Stored dataset items
=-=-=

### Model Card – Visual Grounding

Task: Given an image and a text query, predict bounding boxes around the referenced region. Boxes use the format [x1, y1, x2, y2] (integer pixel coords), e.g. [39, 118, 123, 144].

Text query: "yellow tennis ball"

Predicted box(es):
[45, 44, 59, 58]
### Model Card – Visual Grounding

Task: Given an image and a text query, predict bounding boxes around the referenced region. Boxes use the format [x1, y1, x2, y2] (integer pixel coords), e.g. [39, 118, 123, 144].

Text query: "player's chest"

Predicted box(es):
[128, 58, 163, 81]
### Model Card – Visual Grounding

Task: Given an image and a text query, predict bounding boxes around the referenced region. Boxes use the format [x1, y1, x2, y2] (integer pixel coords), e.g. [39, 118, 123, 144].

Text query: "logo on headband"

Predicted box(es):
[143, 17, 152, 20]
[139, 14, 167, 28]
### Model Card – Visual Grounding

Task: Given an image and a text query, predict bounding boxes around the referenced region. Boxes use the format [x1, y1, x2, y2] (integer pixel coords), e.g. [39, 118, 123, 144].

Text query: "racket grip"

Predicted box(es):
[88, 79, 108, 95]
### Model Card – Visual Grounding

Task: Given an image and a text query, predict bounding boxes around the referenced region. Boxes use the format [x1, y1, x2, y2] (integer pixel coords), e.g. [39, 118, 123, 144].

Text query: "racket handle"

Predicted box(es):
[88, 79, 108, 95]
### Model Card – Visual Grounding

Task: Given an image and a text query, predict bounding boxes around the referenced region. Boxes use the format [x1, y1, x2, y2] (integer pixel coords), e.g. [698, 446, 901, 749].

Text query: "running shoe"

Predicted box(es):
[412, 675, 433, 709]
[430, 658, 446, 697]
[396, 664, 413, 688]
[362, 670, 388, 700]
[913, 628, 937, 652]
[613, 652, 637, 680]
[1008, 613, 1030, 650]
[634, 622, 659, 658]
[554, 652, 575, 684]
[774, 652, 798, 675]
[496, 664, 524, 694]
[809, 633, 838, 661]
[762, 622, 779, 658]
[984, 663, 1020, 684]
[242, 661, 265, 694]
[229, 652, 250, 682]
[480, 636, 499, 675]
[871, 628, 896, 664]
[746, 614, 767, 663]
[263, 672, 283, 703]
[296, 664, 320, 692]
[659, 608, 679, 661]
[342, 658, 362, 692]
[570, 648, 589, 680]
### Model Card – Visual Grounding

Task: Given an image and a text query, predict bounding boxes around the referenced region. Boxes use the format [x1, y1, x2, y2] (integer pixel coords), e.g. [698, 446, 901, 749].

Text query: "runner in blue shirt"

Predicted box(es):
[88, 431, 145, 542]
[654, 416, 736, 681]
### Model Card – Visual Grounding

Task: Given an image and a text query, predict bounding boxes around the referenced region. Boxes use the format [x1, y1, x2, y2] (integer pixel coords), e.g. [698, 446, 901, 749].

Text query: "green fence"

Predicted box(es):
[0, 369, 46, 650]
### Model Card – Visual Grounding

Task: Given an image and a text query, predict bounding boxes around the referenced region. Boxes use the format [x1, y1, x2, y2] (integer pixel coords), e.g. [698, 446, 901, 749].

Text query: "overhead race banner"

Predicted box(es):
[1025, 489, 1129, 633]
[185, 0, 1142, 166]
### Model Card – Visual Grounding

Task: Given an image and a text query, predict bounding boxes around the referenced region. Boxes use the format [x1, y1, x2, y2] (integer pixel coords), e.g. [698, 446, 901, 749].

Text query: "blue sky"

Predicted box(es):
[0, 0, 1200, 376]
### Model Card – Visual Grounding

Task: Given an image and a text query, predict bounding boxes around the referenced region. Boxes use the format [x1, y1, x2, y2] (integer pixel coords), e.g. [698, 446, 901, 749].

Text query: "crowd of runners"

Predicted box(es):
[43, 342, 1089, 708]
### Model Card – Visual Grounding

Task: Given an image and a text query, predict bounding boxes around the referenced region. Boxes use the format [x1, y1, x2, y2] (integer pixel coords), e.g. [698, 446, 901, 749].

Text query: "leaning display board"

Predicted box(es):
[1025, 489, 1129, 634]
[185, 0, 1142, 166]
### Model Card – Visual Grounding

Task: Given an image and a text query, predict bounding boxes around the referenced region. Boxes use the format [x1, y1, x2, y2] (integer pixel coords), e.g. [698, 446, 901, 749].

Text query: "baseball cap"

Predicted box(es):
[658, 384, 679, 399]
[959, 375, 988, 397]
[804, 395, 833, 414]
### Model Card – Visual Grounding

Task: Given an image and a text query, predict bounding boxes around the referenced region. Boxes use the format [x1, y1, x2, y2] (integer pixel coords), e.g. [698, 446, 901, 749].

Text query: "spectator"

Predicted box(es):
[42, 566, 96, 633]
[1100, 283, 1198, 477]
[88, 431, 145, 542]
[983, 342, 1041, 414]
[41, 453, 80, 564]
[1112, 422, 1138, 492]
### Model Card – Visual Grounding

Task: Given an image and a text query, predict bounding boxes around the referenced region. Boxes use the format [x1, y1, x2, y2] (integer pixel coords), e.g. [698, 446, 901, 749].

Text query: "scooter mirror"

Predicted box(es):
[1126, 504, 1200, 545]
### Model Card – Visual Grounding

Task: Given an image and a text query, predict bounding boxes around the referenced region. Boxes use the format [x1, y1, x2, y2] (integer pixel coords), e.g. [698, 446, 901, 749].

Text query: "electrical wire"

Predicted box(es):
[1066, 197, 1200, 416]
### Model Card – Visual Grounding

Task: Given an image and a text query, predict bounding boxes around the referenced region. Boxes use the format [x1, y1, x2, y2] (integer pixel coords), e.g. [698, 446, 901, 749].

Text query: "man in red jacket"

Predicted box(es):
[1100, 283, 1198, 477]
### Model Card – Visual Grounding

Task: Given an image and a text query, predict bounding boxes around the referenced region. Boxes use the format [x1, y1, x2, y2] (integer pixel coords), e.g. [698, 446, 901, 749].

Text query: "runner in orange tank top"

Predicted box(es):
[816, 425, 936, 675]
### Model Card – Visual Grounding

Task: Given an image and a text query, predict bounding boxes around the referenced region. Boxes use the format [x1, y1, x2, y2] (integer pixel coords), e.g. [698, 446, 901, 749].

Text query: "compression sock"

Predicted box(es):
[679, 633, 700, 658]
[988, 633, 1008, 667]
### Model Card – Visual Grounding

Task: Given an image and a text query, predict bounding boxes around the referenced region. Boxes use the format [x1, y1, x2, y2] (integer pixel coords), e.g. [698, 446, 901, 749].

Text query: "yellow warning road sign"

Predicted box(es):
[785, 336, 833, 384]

=-=-=

◆ **Your objective**:
Locate each line in the listing above that contains the string "racket" and copy those lines. Treat uppercase and lowercase letters as distinct.

◆ **The reply**:
Text query: "racket grip"
Text query: "racket handle"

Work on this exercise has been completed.